TASK STATEMENT -
Copy only what runs from the line containing "Keypoint placement: for each instance of the orange stadium" through the end of the material below, line for line, with both ends included.

Items listed in a dataset:
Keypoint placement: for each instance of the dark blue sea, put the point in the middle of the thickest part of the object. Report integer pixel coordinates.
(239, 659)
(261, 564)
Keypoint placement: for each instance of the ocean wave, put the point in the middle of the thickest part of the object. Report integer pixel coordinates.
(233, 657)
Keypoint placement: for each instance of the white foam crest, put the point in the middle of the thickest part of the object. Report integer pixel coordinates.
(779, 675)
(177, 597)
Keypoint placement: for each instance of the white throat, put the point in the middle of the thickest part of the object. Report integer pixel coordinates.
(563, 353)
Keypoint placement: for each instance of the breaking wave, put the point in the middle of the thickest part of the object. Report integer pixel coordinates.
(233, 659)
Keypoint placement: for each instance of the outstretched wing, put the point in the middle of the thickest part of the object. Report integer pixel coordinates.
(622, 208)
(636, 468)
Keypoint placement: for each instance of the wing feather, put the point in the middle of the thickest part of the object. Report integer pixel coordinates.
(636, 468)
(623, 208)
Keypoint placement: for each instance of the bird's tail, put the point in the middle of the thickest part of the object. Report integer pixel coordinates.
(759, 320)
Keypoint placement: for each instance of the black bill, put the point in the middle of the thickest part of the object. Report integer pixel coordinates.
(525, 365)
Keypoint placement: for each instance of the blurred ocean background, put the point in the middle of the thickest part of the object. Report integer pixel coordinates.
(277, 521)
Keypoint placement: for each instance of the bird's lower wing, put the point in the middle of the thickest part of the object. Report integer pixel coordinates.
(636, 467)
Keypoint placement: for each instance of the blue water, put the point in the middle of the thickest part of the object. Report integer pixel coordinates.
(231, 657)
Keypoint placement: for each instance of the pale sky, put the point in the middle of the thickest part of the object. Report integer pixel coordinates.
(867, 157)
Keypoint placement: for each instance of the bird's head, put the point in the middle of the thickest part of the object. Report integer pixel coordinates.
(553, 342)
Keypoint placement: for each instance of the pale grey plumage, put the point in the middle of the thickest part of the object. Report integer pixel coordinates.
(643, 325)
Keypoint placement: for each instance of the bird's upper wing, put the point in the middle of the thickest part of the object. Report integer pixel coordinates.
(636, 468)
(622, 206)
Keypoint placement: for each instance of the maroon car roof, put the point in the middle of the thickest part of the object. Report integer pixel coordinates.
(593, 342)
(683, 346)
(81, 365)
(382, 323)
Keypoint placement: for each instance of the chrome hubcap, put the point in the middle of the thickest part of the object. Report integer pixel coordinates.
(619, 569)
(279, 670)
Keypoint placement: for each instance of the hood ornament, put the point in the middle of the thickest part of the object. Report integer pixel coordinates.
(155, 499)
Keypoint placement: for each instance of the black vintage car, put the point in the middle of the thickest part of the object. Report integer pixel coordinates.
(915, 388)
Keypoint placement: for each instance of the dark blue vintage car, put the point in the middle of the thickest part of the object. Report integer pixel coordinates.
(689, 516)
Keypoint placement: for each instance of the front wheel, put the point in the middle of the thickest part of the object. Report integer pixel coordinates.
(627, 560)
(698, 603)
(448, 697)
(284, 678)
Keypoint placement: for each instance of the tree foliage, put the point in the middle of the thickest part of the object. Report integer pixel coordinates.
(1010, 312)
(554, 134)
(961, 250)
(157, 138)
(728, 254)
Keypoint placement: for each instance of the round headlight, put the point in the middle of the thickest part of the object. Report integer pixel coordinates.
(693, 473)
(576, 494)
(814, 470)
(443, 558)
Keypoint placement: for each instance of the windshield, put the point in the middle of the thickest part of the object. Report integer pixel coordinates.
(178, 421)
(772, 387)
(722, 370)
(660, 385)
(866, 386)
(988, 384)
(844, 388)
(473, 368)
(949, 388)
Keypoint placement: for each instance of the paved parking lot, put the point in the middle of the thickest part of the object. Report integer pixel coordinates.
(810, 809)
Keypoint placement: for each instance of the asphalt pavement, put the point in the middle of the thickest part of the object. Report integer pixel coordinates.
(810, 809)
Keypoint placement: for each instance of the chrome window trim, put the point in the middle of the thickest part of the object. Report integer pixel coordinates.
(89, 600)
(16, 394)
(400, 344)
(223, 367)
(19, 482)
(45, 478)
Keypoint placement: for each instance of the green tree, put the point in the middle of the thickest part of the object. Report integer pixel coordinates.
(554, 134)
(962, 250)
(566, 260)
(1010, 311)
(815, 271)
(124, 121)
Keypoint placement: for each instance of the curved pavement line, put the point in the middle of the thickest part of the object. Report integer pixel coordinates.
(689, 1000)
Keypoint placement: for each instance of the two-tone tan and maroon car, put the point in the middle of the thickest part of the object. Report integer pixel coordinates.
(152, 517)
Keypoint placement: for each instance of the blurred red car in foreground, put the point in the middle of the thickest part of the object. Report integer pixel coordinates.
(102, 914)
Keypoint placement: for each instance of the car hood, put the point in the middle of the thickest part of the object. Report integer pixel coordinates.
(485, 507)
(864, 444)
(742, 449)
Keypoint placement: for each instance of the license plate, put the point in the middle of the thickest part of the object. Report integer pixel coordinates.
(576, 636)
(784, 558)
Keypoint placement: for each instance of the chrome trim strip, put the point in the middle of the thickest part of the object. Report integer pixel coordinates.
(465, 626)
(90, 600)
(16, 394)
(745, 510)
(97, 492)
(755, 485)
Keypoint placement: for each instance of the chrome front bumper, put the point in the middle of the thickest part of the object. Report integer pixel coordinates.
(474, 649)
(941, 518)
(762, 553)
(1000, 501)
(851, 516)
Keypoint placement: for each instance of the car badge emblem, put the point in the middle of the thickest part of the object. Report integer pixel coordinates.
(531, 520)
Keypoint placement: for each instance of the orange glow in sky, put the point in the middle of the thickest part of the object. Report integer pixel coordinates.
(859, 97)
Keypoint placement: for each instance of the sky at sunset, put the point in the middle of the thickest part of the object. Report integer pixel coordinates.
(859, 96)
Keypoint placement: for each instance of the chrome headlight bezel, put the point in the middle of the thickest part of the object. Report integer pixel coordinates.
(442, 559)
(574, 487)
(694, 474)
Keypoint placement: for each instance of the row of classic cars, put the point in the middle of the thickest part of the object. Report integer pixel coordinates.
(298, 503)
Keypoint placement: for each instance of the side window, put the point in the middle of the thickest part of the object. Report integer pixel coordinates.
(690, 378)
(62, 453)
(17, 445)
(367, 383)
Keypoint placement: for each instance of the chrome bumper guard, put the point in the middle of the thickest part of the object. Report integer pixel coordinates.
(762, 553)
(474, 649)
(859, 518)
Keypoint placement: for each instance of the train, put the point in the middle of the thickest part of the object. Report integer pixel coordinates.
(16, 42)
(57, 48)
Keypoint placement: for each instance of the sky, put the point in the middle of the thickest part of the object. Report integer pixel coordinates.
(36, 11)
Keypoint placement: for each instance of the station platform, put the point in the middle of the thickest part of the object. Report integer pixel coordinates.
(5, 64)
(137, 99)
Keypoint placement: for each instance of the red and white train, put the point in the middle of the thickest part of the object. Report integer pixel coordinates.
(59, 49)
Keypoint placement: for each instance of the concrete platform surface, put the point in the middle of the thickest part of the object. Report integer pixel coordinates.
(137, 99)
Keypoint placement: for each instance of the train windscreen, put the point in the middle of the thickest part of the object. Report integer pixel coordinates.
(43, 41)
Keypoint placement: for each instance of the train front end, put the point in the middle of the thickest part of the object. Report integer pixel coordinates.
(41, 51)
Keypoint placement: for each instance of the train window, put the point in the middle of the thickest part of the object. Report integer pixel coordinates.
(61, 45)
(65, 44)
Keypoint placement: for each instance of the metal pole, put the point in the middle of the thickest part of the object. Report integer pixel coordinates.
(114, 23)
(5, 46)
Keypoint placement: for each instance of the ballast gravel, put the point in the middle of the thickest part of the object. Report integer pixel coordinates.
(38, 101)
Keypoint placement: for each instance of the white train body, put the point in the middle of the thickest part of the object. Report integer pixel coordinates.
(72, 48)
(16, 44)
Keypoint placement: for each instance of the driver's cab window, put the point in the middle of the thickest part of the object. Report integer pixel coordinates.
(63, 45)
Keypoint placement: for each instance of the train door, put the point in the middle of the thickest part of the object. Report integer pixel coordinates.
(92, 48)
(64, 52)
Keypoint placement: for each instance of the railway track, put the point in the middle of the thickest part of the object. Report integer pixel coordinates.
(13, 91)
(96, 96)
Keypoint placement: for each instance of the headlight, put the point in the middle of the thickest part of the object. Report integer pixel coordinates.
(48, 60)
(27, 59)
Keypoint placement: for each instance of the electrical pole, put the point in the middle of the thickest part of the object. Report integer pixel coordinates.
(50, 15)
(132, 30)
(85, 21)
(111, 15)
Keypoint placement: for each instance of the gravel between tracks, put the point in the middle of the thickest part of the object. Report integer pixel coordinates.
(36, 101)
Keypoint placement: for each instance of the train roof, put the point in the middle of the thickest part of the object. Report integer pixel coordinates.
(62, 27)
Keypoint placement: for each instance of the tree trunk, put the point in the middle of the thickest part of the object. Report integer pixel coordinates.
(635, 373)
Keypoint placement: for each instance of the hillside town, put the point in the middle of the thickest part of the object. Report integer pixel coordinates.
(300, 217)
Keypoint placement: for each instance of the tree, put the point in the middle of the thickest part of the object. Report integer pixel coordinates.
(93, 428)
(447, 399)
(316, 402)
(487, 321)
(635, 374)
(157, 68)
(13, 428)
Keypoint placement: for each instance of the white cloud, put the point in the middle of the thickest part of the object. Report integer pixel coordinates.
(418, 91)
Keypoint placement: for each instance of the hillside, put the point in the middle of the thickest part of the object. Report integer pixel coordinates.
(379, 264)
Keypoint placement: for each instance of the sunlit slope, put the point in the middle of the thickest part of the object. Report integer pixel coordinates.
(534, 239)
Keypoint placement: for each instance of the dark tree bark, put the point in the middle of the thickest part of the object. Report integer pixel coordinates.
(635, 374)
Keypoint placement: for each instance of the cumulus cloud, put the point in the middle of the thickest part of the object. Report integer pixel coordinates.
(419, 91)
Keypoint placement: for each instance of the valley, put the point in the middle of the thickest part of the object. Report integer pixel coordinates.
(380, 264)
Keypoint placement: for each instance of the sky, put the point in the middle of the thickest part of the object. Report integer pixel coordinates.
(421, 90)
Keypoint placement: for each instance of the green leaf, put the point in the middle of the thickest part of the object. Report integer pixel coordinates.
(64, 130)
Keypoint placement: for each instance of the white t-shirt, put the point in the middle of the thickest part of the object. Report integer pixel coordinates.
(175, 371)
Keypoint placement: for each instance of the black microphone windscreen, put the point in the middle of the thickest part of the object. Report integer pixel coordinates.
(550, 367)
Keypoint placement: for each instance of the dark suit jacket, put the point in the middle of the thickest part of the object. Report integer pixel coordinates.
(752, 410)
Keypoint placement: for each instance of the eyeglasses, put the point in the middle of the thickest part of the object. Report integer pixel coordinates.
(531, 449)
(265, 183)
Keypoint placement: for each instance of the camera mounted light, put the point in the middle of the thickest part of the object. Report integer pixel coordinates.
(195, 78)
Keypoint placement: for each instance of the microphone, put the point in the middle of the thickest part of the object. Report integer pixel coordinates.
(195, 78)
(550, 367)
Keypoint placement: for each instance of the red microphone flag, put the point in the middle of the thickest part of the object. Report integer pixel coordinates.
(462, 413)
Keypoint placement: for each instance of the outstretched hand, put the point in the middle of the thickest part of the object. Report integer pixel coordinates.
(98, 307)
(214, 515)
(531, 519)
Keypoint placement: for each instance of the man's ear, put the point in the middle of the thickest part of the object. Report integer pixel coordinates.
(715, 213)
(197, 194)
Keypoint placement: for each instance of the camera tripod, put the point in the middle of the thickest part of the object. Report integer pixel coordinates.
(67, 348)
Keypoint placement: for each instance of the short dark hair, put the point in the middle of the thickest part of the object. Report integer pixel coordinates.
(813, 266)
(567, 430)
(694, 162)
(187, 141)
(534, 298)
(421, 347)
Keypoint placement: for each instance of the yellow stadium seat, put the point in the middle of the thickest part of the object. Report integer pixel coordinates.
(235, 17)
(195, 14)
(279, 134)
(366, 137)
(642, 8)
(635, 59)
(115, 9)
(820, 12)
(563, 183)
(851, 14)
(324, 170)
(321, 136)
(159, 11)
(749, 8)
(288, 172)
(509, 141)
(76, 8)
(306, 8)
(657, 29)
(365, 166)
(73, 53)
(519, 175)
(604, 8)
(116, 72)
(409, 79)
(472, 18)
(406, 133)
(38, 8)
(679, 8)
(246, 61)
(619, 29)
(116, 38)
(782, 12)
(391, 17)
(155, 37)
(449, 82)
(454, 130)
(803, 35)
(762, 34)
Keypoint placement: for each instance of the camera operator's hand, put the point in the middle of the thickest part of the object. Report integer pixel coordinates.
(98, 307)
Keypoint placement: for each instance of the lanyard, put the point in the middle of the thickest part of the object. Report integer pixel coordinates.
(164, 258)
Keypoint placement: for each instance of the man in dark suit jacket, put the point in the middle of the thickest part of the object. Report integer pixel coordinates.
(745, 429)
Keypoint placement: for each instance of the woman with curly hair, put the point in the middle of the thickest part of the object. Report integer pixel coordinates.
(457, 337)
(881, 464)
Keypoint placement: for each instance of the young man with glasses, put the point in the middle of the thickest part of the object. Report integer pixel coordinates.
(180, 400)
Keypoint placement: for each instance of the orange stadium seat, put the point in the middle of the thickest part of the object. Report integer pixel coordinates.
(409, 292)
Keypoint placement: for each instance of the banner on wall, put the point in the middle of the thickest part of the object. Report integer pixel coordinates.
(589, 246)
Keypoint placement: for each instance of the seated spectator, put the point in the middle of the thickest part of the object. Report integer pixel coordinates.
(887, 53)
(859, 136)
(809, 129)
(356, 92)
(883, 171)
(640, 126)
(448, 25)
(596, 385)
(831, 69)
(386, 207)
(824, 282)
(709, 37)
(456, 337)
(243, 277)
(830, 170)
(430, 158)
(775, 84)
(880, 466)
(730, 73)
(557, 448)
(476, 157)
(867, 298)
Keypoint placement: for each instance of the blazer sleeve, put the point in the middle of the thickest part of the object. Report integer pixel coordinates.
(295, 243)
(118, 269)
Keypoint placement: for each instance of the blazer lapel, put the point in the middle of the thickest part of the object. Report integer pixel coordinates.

SOLUTION TO THIS EXERCISE -
Keypoint placement: for each instance of the orange stadium seat, put the point in the middle of the thickest part of the object. Report integer pixel coordinates.
(409, 292)
Keypoint placement: for each instance of the banner on wall, put the point in the middle of the thickest part of the object. Report integer pixel coordinates.
(589, 246)
Keypoint placement: for each instance of the seated spectator, put the point in the middle of the thickest part of the object. Report integer pixel coordinates.
(887, 53)
(859, 136)
(809, 129)
(356, 92)
(883, 171)
(640, 126)
(448, 25)
(596, 385)
(831, 69)
(386, 207)
(824, 282)
(709, 37)
(456, 337)
(243, 277)
(830, 170)
(430, 158)
(775, 84)
(880, 466)
(730, 73)
(557, 448)
(476, 157)
(867, 298)
Keypoint placement: for each instance of the blazer sleeve, put the point in the middle of the thickest part of the object. Report integer pixel coordinates.
(295, 243)
(118, 269)
Keypoint placement: for each instance of the blazer lapel, put the point in the middle of the thickest part of the object. Report integer pixel coordinates.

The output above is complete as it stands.